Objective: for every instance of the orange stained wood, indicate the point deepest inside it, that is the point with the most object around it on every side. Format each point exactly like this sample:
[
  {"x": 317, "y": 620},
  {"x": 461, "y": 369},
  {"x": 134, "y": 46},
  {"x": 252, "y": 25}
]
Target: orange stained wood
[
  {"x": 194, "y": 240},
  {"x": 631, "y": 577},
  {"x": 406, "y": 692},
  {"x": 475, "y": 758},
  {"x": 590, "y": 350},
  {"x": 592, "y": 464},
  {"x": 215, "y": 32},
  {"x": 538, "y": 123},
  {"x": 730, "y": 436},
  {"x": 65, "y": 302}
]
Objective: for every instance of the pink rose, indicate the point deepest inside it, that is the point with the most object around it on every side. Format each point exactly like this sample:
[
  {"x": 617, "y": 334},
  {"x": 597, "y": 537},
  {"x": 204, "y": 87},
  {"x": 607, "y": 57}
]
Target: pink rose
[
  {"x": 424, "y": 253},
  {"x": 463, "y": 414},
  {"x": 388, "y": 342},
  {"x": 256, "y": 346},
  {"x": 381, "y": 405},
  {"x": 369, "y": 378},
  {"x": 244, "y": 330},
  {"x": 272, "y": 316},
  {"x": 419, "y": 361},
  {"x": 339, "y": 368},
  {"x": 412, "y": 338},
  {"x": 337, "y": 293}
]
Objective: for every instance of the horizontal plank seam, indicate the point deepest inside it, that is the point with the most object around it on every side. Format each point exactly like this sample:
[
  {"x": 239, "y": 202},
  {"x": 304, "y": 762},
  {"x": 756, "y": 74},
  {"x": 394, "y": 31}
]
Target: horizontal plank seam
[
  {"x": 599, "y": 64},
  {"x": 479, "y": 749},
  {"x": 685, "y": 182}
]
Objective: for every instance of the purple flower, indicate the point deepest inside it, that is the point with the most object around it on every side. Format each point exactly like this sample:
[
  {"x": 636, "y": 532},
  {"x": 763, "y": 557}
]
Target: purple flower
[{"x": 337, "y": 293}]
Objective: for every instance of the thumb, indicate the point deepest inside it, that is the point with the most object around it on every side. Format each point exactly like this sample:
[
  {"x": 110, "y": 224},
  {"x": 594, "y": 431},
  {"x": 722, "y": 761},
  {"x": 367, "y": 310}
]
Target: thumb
....
# WORK TO BE COMPLETED
Extract the full listing above without altering anything.

# EXERCISE RESULT
Objective: for every instance of the orange stained wood, indicate the point deepest inside it, that is the point with the most object around it on every side. Format each point exactly like this sample:
[
  {"x": 317, "y": 620},
  {"x": 461, "y": 369},
  {"x": 134, "y": 46},
  {"x": 252, "y": 25}
]
Target: orange stained wood
[
  {"x": 194, "y": 240},
  {"x": 631, "y": 577},
  {"x": 406, "y": 692},
  {"x": 475, "y": 758},
  {"x": 590, "y": 350},
  {"x": 592, "y": 464},
  {"x": 215, "y": 32},
  {"x": 538, "y": 123},
  {"x": 730, "y": 436},
  {"x": 65, "y": 302}
]
Objective: for every instance of the pink rose, indicate the point deepest inside it, that is the point with the most object around it on every side. Format each point exactly like this sample:
[
  {"x": 617, "y": 334},
  {"x": 597, "y": 537},
  {"x": 204, "y": 87},
  {"x": 607, "y": 57}
]
Target: pink rose
[
  {"x": 424, "y": 253},
  {"x": 463, "y": 414},
  {"x": 388, "y": 342},
  {"x": 256, "y": 346},
  {"x": 381, "y": 405},
  {"x": 369, "y": 378},
  {"x": 244, "y": 330},
  {"x": 272, "y": 316},
  {"x": 419, "y": 361},
  {"x": 339, "y": 368},
  {"x": 412, "y": 338},
  {"x": 337, "y": 293}
]
Objective: for every instance of the horizontal plank seam, indicate the point deepest inside it, that is the point with the most object around it on every side. Format each point exactly like this sample:
[
  {"x": 239, "y": 202},
  {"x": 304, "y": 762},
  {"x": 756, "y": 74},
  {"x": 394, "y": 31}
]
Target: horizontal plank seam
[
  {"x": 599, "y": 64},
  {"x": 479, "y": 749},
  {"x": 685, "y": 182}
]
Objective: for every instance of the purple flower, indicate the point deepest inside it, that is the point with the most object around it on every side. Format each point exactly like this sample:
[
  {"x": 636, "y": 532},
  {"x": 763, "y": 557}
]
Target: purple flower
[{"x": 337, "y": 293}]
Objective: for every instance of the thumb, indicate the point deepest inside it, that is the point with the most object around it on every side. Format each point exactly like this sample:
[
  {"x": 110, "y": 224},
  {"x": 594, "y": 431},
  {"x": 722, "y": 761},
  {"x": 367, "y": 310}
]
Target: thumb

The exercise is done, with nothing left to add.